WHAT THE TASK REQUIRES
Write out exactly the lines below that run from the line containing "Please tag the left" through the last line of the records.

━━━━━ PROVIDED ENTRIES ━━━━━

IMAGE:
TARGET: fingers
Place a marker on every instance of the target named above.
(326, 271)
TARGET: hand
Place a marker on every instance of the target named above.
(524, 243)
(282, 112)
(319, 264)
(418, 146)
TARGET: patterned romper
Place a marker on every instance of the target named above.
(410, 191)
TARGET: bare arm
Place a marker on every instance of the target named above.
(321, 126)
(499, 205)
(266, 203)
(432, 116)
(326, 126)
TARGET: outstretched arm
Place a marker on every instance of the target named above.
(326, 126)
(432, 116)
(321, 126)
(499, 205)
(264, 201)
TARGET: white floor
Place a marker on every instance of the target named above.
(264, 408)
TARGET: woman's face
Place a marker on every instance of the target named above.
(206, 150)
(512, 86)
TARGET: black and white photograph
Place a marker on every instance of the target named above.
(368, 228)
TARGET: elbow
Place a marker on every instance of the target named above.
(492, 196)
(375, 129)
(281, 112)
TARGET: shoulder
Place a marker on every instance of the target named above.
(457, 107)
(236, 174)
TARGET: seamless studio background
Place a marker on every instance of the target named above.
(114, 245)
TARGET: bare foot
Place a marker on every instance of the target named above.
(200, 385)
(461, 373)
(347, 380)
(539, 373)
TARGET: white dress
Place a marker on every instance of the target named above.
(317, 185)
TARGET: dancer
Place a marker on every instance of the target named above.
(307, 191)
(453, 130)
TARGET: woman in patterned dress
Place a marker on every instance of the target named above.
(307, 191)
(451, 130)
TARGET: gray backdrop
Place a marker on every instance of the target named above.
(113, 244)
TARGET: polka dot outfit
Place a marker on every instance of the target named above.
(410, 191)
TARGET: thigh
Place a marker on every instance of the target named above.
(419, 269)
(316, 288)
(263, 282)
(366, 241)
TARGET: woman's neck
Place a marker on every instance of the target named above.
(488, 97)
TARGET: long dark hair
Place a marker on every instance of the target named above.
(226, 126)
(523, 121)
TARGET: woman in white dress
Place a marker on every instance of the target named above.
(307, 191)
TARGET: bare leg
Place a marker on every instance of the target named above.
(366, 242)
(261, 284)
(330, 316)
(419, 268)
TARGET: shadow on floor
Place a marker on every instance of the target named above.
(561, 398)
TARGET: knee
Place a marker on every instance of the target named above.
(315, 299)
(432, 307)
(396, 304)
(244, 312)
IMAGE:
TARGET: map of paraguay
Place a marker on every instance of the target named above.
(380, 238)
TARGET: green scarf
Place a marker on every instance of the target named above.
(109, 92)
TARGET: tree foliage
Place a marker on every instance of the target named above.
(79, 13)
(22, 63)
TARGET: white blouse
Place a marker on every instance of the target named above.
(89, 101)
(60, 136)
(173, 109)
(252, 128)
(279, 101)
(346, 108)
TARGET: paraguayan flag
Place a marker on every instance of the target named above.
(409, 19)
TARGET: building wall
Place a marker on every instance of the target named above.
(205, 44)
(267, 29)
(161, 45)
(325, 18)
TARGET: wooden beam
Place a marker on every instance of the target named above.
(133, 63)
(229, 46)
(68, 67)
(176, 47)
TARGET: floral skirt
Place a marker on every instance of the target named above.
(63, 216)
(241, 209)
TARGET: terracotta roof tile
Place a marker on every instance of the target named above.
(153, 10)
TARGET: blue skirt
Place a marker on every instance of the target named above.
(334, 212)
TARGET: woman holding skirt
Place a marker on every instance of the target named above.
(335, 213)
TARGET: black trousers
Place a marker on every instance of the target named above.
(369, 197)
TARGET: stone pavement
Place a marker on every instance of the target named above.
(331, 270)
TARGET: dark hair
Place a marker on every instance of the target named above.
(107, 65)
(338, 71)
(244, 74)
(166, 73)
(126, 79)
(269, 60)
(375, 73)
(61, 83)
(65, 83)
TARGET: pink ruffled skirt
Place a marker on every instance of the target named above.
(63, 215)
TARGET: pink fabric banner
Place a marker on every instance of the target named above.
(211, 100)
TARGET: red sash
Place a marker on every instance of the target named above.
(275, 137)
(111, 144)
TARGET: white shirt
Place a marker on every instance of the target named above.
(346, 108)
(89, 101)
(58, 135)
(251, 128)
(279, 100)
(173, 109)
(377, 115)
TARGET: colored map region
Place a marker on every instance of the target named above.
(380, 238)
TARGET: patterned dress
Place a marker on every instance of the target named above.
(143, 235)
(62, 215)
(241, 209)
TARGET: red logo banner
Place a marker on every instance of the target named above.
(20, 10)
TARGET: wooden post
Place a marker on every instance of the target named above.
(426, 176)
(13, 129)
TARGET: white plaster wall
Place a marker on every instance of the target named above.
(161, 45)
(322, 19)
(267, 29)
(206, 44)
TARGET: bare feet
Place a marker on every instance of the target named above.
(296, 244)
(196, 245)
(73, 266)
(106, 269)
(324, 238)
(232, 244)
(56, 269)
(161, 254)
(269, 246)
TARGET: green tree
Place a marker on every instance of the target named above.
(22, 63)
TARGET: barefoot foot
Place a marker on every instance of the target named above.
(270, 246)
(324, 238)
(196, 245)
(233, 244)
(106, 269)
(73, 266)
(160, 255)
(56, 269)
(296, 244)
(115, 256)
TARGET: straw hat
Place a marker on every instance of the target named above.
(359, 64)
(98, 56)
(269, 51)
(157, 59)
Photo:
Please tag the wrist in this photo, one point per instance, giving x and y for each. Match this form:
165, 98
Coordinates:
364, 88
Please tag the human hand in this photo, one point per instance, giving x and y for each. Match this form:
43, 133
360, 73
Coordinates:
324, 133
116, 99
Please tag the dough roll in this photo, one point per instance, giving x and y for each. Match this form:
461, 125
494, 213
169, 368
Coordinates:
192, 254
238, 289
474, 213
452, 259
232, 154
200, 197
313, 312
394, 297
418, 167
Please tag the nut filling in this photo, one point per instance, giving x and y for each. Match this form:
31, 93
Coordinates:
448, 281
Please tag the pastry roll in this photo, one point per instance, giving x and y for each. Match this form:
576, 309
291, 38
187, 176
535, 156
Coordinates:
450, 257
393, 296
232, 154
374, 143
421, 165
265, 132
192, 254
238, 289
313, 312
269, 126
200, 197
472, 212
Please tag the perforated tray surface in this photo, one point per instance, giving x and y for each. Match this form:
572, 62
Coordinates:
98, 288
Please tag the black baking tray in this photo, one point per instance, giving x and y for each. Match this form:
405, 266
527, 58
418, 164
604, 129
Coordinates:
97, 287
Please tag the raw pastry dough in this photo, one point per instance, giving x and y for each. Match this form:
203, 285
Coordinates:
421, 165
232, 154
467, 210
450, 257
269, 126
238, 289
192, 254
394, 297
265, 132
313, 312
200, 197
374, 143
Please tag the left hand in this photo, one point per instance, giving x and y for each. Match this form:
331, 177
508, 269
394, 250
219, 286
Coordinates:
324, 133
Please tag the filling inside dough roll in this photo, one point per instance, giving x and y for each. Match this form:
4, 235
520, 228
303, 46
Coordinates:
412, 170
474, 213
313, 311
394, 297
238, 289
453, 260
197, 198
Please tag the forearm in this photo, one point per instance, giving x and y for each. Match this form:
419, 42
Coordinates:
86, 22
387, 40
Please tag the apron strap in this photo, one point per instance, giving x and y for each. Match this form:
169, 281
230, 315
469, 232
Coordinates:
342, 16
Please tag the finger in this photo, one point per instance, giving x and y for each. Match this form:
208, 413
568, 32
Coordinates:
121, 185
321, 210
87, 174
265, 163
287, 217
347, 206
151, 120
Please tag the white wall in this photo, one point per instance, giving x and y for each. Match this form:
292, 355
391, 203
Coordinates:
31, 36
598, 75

━━━━━

ANSWER TO THIS TASK
Please tag the left hand in this photo, one point per instance, giving x and y for each. Match this form:
331, 177
508, 269
394, 250
219, 286
Coordinates:
324, 133
Please tag the filling inside dough roll in this photo, one point per instance, giving x and y for each. Match this form:
4, 235
520, 228
303, 46
Coordinates:
412, 170
474, 213
313, 311
394, 297
238, 289
453, 260
197, 198
Please tag the forearm in this photo, one point per instance, giving x and y for each. Match this form:
419, 42
Coordinates:
86, 22
387, 40
Please tag the apron strap in this photo, one point per instance, giving x and y for each. Match this form:
169, 281
230, 315
469, 232
Coordinates:
342, 16
Please tag the finger in this photo, one point per instance, giving x and y for each. Match this form:
208, 413
568, 32
Coordinates:
121, 185
321, 210
87, 174
265, 163
287, 217
347, 206
151, 120
Please tag the white wall in this photo, one point per instance, giving x and y for each. Match this form:
292, 355
391, 203
Coordinates:
31, 36
598, 75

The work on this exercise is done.